The financing architecture of wind projects in South-East Europe is undergoing a structural transformation. What began as a subsidy-driven build-out supported by feed-in tariffs is evolving into a multi-layered capital ecosystem, where power purchase agreements (PPAs), structured offtake arrangements, and a broader mix of private and institutional funding are determining whether projects reach financial close—and how they perform over time.
By Q1 2026, this shift is visible across Serbia, Romania, Greece and the wider Western Balkans. Developers are no longer asking whether projects are bankable under regulated schemes. The central question is how to structure revenue and capital in a system increasingly exposed to market pricing, volatility and cross-border dynamics.
From feed-in tariffs to structured PPAs
The early generation of wind projects in SEE relied on feed-in tariffs (FiTs) or quasi-CfD frameworks, providing long-term price certainty and enabling high leverage with relatively low equity risk. That model is now receding.
In its place, PPAs have become the primary instrument for revenue stabilisation, particularly for new projects without access to legacy support schemes. These agreements fall into three broad categories:
Utility-backed PPAs remain the closest substitute for traditional offtake structures. In Serbia and parts of the Western Balkans, state-linked utilities or suppliers continue to play a central role, offering long-term contracts that support project finance. These agreements provide predictable cash flows but are increasingly negotiated at market-reflective price levels rather than fixed subsidies.
▬▬▬
** Given instruction 1 **
Summarize the passage on wind-project financing in South-East Europe in two sentences.
** Given instruction 2 **
Name every country mentioned in the passage on wind-project financing in South-East Europe.
** Given instruction 3 **
Transcribe the passage on wind-project financing in South-East Europe from "By Q1 2026, this" to "and cross-border dynamics.".
▬▬▬
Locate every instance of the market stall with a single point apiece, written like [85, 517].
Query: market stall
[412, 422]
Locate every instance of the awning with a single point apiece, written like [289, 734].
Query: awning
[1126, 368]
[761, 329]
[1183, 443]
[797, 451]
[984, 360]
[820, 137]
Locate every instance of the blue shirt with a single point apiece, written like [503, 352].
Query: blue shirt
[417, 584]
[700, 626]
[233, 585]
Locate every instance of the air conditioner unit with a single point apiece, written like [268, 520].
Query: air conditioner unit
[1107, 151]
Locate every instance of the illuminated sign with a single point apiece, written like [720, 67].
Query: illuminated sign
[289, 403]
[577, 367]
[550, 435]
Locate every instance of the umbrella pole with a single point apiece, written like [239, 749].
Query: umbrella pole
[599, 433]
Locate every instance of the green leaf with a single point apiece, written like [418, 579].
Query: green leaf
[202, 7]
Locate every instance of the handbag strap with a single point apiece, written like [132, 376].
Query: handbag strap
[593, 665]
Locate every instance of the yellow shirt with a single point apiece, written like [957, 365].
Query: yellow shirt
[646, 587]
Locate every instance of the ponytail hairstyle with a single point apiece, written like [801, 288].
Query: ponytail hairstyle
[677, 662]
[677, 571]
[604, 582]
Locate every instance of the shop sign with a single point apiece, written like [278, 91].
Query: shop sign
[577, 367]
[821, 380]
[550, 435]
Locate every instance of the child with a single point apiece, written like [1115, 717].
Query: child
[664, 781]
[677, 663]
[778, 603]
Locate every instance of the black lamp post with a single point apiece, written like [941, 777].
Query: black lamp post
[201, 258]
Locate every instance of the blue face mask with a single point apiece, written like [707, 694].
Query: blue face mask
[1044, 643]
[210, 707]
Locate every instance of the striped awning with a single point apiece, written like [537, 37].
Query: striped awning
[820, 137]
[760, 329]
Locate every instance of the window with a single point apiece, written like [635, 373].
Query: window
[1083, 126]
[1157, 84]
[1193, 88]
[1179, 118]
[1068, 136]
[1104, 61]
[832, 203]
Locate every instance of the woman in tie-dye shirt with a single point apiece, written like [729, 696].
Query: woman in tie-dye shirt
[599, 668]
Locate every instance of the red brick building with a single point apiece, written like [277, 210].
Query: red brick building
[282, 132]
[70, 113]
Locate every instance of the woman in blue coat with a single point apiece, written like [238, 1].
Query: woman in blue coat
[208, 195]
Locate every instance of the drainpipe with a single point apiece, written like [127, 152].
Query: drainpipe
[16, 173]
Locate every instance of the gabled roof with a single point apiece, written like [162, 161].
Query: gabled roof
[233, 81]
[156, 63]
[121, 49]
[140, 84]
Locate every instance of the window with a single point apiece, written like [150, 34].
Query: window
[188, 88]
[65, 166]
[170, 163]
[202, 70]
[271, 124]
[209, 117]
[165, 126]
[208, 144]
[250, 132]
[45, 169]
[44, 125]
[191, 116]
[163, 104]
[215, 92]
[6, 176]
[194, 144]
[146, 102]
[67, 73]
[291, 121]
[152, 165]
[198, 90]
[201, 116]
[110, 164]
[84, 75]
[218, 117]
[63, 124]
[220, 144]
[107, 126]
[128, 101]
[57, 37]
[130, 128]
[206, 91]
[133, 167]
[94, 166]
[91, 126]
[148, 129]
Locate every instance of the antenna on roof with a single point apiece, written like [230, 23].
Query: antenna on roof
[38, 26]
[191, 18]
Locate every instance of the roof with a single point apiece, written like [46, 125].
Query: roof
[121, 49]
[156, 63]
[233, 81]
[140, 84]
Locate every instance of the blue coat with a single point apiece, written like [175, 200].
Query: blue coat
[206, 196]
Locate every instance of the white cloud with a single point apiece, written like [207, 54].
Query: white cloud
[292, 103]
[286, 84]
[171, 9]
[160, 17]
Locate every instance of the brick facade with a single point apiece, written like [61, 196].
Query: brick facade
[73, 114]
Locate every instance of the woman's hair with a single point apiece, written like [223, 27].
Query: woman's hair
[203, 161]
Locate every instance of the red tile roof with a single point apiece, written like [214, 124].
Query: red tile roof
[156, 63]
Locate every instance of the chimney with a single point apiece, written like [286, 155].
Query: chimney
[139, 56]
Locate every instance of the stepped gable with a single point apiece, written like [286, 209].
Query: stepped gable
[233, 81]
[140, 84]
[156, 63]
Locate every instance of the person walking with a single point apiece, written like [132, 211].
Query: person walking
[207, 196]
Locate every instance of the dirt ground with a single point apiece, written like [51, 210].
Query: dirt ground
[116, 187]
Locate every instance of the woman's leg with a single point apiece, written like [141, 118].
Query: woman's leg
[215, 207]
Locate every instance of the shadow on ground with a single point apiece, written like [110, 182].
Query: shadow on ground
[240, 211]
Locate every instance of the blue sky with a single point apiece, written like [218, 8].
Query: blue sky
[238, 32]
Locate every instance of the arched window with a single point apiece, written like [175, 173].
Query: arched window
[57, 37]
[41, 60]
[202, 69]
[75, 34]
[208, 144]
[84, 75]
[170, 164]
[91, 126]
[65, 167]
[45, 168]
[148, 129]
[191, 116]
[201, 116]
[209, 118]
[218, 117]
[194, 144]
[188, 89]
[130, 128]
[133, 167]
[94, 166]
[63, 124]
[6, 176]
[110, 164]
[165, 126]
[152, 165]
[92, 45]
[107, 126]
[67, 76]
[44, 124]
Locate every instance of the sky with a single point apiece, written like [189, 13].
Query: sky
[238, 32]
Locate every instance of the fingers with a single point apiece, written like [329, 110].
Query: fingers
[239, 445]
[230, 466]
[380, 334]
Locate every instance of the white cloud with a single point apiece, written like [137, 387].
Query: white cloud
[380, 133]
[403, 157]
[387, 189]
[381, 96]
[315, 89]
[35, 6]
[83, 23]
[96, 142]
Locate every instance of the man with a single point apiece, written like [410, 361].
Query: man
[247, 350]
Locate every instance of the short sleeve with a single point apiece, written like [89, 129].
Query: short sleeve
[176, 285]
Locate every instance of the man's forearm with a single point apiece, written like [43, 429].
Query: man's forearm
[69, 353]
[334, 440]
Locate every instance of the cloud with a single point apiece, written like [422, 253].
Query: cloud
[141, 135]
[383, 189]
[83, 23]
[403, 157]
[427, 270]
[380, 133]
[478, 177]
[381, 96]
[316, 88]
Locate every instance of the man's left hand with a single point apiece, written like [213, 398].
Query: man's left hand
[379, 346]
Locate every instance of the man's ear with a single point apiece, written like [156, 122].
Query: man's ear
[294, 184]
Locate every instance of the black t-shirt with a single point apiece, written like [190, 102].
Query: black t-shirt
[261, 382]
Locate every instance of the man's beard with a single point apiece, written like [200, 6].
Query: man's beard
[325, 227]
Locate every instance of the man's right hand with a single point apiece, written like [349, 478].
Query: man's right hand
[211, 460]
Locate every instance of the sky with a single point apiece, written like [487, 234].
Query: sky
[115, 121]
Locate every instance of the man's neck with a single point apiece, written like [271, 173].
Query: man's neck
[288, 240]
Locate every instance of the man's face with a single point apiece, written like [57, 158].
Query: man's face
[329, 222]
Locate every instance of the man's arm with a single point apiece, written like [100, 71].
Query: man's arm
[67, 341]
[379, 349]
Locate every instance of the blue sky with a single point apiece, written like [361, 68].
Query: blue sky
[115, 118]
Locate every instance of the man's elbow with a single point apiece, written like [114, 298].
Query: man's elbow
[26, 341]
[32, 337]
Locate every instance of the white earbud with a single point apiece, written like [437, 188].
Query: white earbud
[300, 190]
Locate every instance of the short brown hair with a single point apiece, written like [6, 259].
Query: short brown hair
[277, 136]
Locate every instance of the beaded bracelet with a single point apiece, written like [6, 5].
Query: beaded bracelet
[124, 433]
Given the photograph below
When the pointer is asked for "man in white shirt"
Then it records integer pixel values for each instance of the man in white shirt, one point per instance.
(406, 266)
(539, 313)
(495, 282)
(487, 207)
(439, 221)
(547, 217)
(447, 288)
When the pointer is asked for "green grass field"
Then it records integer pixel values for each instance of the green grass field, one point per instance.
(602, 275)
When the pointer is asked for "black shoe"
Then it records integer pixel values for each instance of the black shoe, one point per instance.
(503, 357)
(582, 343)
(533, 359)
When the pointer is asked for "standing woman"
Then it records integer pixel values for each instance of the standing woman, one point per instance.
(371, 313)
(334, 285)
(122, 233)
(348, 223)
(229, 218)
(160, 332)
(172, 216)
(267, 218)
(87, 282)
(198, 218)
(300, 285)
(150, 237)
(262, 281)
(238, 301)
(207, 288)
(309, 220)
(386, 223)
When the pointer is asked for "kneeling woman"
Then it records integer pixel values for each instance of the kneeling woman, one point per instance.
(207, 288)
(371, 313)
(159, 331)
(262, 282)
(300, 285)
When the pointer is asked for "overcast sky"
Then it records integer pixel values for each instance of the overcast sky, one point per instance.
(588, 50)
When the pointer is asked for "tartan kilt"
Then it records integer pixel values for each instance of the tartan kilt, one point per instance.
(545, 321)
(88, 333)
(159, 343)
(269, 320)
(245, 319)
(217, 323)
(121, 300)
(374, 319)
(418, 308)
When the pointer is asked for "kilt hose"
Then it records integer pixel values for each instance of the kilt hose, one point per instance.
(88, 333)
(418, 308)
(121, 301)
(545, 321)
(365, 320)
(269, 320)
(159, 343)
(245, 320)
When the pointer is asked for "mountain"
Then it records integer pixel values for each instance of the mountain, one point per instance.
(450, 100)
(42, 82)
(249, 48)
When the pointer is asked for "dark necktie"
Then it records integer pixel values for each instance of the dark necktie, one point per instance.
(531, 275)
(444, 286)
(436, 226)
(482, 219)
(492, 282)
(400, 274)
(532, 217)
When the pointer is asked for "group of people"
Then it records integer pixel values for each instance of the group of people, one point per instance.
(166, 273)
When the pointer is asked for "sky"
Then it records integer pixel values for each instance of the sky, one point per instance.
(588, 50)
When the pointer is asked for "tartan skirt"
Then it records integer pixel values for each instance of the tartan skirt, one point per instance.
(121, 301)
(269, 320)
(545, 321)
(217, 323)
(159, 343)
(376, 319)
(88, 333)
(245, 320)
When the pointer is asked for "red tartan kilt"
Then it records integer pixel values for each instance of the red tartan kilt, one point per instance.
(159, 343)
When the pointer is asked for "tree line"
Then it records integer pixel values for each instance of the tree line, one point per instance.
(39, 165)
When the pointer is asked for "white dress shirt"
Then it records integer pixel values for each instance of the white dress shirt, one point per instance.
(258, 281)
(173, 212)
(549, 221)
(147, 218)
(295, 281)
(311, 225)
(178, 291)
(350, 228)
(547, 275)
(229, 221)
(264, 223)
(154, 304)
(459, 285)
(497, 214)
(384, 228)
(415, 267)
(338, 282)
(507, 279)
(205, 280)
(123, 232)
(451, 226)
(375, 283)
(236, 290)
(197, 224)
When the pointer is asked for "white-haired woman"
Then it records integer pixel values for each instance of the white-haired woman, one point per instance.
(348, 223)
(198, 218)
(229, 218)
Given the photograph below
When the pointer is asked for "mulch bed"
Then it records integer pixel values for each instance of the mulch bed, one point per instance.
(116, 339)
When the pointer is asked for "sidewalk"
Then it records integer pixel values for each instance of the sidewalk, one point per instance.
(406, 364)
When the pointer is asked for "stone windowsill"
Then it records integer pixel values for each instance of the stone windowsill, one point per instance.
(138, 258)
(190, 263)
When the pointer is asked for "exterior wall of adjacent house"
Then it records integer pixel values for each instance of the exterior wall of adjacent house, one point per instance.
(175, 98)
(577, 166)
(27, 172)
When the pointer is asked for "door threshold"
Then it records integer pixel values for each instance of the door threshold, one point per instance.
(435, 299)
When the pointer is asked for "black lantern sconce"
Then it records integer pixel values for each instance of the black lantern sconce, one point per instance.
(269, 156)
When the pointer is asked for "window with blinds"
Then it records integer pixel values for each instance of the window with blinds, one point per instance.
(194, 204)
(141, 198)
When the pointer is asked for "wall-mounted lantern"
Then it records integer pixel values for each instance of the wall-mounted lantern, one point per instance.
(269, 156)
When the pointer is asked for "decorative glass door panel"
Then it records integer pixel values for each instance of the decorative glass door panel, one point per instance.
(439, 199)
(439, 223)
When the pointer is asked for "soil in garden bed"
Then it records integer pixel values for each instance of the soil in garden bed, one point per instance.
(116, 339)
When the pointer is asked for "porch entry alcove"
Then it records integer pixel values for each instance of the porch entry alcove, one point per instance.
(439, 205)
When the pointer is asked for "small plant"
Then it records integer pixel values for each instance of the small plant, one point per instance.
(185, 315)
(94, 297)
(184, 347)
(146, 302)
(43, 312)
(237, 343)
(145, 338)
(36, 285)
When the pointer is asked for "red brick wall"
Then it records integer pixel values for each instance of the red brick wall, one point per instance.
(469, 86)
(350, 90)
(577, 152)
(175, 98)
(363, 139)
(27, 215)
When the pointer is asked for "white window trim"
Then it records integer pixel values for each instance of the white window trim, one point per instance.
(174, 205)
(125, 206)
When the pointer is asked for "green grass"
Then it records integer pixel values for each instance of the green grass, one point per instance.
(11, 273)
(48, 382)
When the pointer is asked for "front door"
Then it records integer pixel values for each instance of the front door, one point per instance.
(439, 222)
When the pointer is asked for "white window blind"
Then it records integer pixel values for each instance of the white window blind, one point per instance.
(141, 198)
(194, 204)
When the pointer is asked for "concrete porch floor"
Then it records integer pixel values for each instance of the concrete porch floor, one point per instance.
▬▬▬
** Worked solution 1 **
Financing for wind projects in South-East Europe is shifting from subsidy-driven feed-in tariffs to a multi-layered capital system built on power purchase agreements, structured offtake arrangements, and a broader mix of private and institutional funding. Power purchase agreements have become the main tool for stabilizing revenue, and utility-backed agreements, in which state-linked utilities still play a central role in Serbia and parts of the Western Balkans, are increasingly negotiated at market-reflective prices.

** Worked solution 2 **
Serbia, Romania, Greece

** Worked solution 3 **
By Q1 2026, this shift is visible across Serbia, Romania, Greece and the wider Western Balkans. Developers are no longer asking whether projects are bankable under regulated schemes. The central question is how to structure revenue and capital in a system increasingly exposed to market pricing, volatility and cross-border dynamics.